=== FUENTE ===

Proyecto Filosofía en español Hemeroteca
Cuadernos de pensamiento político
nº 9, enero-marzo 2006, págs. 246-249
FAES Fundación para el
análisis y los estudios sociales

Santiago Abascal

España no es un mito
 

Gustavo Bueno / España no es un mito Gustavo Bueno, España no es un mito. Claves para una defensa razonada, Temas de hoy, Madrid 2005.

El mismo día que el octogenario filósofo Gustavo Bueno gritaba ¡Viva España! ante la emocionada multitud congregada en la Puerta del Sol, aparecía en las librerías su última obra, España no es un mito. El título, combativo por sí solo, convierte al último libro de Bueno en un alegato en defensa de España que nos provoca desde los estantes de las librerías. Un libro que el propio Bueno define como «uno más de los libros españoles de contraataque, escritos frente a los enemigos de España, los que desprecian su esencia y los que llegan a poner en duda, y aun a negar, su propia existencia». Es decir, un libro escrito contra aquellos que vocean que España es una entelequia o un mito.

A lo largo del libro, Gustavo Bueno se interroga y nos responde a las sucesivas preguntas que son cabecera de cada uno de los capítulos: ¿España existe?, ¿España amenazada?, ¿desde cuándo existe España?, ¿España es una Nación?, ¿España es Idea de la Derecha o de la Izquierda?, ¿existe, en el presente, una Cultura española? y ¿España es Europa? De un modo absolutamente lógico –a veces la lógica y el sentido común son revolucionarios– Gustavo Bueno responde a esas preguntas de una forma metódica y expresa sus conclusiones sin pelos en la lengua.

Ya en los primeros compases del libro se percibe la combatividad del filósofo en la respuesta de Bueno –narrada por el autor– a un muchacho que trató de boicotear una de sus conferencias al grito de yo soy celta y España no existe: «Tú no eres celta; tú eres un imbécil». Tal fue la contundente reacción de Gustavo Bueno.

===

=== TAREA 1 ===
Devuelve, sin alterarlo, el fragmento de la reseña de España no es un mito que empieza en "A lo largo del" y termina en "en la lengua.".

=== FILAS DE DATOS ===

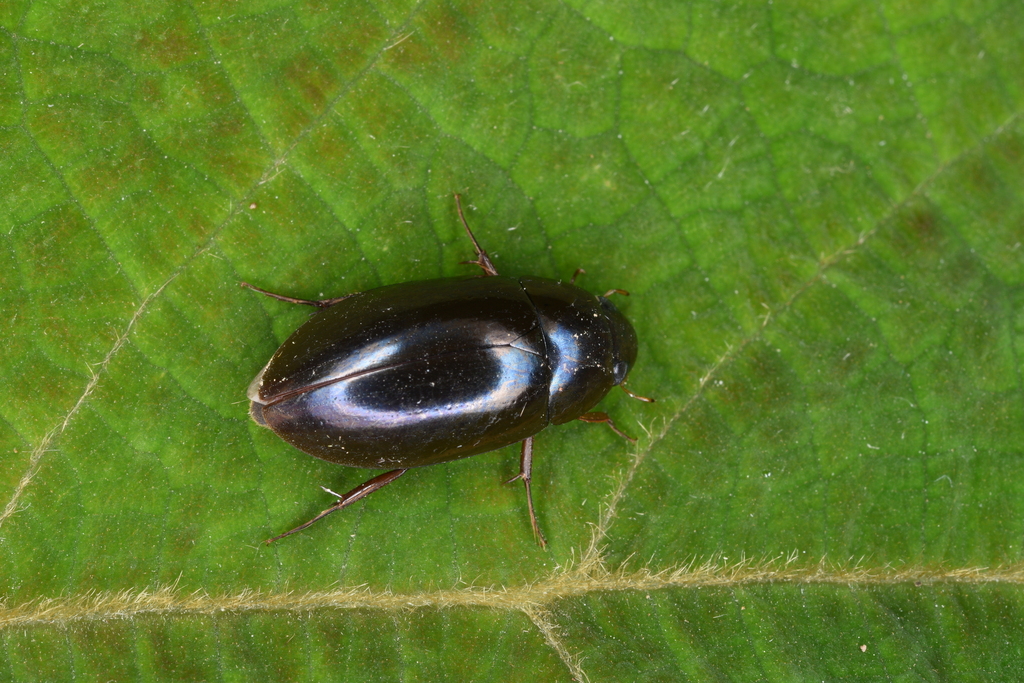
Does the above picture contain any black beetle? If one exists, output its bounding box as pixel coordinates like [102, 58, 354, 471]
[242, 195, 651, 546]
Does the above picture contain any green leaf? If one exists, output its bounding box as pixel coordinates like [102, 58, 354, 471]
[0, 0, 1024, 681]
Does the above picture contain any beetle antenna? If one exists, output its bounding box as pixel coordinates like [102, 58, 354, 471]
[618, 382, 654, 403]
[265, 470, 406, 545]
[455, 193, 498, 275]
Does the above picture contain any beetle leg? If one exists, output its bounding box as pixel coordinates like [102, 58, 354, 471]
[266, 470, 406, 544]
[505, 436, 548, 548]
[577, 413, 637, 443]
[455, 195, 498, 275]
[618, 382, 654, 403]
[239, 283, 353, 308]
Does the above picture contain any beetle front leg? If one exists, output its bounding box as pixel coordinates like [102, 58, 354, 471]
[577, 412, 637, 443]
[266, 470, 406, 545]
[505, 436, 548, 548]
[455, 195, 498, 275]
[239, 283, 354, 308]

===
=== FILAS DE DATOS ===

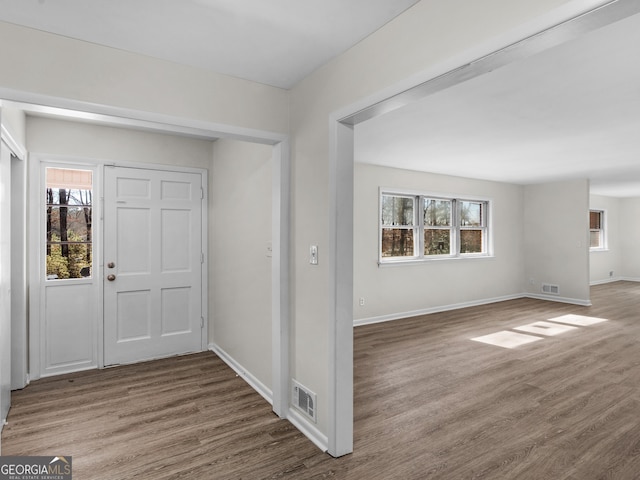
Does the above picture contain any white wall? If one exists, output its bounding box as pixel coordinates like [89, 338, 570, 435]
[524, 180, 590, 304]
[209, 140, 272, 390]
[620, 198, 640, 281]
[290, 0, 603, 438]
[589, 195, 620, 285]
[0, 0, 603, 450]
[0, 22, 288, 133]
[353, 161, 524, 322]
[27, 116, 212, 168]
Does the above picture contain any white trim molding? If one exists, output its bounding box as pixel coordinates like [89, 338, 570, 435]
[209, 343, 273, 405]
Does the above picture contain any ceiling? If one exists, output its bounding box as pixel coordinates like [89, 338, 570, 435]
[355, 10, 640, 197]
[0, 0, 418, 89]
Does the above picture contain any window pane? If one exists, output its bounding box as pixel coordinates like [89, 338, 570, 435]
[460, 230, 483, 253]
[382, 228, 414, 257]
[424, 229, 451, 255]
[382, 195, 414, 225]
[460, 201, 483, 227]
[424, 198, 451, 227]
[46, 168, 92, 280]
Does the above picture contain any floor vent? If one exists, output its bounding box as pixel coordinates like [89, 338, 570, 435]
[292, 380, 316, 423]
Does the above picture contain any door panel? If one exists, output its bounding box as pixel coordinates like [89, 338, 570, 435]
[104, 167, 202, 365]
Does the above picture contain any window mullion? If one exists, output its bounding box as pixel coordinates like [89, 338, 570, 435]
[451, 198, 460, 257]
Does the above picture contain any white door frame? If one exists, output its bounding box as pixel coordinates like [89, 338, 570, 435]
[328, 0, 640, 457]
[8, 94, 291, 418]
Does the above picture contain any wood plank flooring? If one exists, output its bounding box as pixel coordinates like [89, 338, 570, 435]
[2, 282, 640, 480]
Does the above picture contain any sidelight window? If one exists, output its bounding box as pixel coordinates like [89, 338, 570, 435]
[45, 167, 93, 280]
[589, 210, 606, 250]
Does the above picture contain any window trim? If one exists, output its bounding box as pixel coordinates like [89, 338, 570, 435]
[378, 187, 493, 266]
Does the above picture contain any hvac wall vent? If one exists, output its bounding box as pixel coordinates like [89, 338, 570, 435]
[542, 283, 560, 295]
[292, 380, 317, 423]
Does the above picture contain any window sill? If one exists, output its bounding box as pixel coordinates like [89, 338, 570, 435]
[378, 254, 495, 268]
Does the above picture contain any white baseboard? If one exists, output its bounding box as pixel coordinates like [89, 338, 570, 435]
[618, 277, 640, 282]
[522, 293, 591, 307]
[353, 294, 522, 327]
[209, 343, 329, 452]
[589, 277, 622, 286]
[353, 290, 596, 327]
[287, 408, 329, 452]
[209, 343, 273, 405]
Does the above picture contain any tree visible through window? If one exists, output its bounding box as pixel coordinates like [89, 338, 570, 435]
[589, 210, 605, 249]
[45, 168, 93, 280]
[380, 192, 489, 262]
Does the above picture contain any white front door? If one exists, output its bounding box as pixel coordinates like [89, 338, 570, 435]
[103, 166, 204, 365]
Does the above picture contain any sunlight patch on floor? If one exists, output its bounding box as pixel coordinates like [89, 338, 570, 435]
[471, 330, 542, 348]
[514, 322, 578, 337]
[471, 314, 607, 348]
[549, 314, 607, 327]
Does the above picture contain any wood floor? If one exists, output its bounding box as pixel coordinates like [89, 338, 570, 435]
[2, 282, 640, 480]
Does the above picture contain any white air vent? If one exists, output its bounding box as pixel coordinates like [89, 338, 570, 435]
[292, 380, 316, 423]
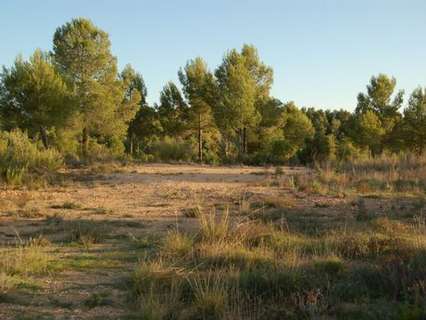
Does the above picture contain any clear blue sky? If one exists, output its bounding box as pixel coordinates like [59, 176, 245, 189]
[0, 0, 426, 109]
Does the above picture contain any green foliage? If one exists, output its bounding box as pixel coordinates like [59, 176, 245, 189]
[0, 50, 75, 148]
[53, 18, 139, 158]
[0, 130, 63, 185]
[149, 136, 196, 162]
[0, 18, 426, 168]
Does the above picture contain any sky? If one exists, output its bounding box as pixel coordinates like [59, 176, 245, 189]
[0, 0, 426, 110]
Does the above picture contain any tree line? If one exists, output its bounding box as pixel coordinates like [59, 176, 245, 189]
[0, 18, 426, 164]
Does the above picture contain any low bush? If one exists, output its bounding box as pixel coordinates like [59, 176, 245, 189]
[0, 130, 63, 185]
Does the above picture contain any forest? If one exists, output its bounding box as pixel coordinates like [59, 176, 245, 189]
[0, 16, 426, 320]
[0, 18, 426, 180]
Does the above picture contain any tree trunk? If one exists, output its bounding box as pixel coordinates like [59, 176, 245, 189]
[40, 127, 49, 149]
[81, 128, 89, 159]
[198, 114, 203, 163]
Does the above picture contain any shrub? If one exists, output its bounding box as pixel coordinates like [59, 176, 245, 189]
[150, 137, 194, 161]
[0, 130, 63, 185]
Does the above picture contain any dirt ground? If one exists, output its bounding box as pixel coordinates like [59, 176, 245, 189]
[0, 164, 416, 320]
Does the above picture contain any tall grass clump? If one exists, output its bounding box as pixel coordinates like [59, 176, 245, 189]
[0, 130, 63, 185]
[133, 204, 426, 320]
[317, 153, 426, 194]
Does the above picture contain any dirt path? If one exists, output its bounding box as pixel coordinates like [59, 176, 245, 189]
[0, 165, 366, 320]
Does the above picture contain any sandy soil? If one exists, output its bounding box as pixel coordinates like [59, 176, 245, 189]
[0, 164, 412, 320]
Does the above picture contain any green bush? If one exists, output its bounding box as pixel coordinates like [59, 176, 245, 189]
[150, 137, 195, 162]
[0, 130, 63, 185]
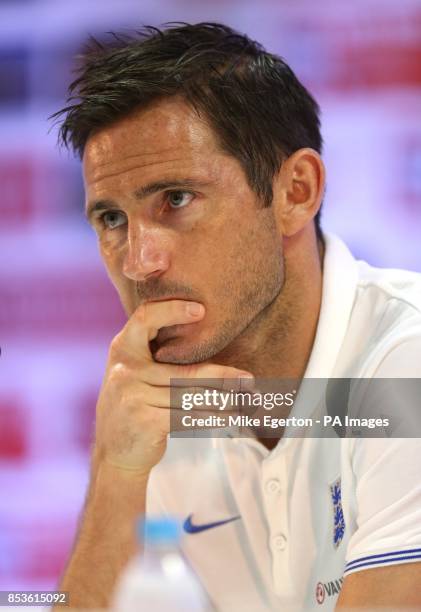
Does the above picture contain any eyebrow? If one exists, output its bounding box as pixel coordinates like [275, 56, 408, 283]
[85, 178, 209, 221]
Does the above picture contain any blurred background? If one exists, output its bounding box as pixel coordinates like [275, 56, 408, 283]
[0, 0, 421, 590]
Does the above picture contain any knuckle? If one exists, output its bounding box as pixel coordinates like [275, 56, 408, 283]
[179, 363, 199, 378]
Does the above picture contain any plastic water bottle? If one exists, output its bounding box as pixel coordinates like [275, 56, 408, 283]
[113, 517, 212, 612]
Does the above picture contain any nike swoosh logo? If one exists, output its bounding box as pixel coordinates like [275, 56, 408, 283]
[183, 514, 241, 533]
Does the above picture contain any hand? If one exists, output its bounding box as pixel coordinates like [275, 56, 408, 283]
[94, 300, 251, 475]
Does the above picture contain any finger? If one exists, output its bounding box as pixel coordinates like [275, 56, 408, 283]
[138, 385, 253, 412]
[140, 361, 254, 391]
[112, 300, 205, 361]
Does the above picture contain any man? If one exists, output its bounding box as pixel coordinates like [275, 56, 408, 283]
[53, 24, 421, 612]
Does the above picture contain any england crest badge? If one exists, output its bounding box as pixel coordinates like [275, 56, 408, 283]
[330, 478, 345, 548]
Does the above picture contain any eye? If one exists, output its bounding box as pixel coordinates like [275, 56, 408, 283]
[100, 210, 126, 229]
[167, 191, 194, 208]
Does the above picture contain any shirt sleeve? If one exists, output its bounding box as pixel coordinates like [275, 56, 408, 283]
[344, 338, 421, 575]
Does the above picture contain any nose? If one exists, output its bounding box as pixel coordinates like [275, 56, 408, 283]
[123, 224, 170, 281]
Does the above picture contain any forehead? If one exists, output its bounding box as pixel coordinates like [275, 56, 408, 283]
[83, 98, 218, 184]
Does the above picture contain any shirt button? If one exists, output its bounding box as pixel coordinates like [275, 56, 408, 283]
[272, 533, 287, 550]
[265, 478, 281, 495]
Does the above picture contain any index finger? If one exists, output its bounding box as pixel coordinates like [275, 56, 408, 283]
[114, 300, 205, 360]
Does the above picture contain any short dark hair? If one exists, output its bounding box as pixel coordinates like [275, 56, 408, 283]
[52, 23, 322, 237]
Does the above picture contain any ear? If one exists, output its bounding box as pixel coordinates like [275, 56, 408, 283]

===
=== FILAS DE DATOS ===

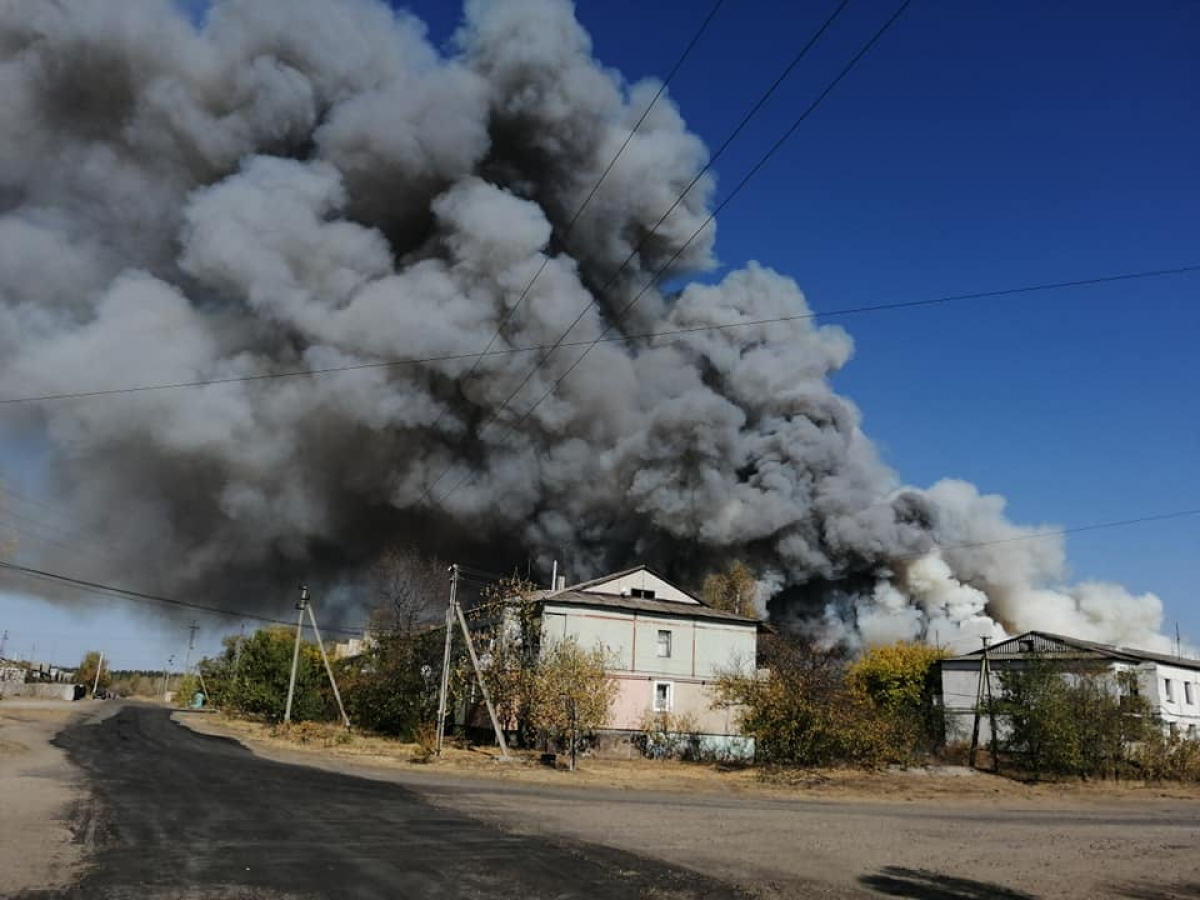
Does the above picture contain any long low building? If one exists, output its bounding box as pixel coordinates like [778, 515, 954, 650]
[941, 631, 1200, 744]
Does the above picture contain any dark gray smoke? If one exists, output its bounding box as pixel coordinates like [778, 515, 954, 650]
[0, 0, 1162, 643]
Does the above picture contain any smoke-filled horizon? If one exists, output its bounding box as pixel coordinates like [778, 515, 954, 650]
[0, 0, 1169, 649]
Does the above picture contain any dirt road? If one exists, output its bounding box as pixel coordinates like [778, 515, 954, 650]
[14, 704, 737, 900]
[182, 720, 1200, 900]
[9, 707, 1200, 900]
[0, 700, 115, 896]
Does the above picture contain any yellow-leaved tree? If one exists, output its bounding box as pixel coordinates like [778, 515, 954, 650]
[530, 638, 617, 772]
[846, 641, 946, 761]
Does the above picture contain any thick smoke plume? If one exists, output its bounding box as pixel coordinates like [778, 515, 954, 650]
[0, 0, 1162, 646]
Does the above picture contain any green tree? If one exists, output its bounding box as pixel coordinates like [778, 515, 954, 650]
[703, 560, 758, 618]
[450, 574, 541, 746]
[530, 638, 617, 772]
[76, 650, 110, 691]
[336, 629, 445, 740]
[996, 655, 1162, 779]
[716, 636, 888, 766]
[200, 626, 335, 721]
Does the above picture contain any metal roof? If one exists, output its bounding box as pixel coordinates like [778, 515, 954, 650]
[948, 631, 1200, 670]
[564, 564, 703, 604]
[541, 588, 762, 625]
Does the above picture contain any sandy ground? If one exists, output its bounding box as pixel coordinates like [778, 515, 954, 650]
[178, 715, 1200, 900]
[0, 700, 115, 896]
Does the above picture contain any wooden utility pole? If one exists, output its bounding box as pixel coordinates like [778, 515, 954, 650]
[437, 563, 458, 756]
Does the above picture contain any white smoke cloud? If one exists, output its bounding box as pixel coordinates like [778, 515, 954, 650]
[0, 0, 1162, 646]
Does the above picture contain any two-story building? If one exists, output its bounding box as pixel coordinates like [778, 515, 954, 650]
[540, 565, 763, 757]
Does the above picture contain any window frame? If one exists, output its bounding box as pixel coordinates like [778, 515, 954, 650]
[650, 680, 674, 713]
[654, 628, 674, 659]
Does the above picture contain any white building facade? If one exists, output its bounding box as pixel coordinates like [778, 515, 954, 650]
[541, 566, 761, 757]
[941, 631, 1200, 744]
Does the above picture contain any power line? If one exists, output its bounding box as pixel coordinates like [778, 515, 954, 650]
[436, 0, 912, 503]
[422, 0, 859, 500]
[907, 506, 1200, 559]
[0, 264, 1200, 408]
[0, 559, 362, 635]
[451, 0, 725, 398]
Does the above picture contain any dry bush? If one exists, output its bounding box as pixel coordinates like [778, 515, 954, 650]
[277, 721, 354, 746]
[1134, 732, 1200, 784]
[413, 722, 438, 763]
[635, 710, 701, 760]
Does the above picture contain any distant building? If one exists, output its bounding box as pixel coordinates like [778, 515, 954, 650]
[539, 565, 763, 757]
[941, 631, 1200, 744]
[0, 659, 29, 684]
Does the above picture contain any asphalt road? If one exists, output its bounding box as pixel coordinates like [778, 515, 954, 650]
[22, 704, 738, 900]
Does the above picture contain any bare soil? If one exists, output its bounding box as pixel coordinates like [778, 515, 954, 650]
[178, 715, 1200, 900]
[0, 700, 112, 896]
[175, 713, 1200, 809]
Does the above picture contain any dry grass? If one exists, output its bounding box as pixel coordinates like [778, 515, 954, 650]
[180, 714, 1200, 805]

===

=== TAREA 2 ===
Reescribe las filas de datos que comienzan en la línea que contiene "Does the above picture contain any knuckle?" y terminan en la que contiene "[179, 363, 199, 378]", ambas incluidas, cambiando "knuckle" por "fingertip" y dejando todo lo demás igual.

=== RESULTADO CORRECTO 1 ===
A lo largo del libro, Gustavo Bueno se interroga y nos responde a las sucesivas preguntas que son cabecera de cada uno de los capítulos: ¿España existe?, ¿España amenazada?, ¿desde cuándo existe España?, ¿España es una Nación?, ¿España es Idea de la Derecha o de la Izquierda?, ¿existe, en el presente, una Cultura española? y ¿España es Europa? De un modo absolutamente lógico –a veces la lógica y el sentido común son revolucionarios– Gustavo Bueno responde a esas preguntas de una forma metódica y expresa sus conclusiones sin pelos en la lengua.

=== RESULTADO CORRECTO 2 ===
Does the above picture contain any fingertip? If one exists, output its bounding box as pixel coordinates like [275, 56, 408, 283]
[179, 363, 199, 378]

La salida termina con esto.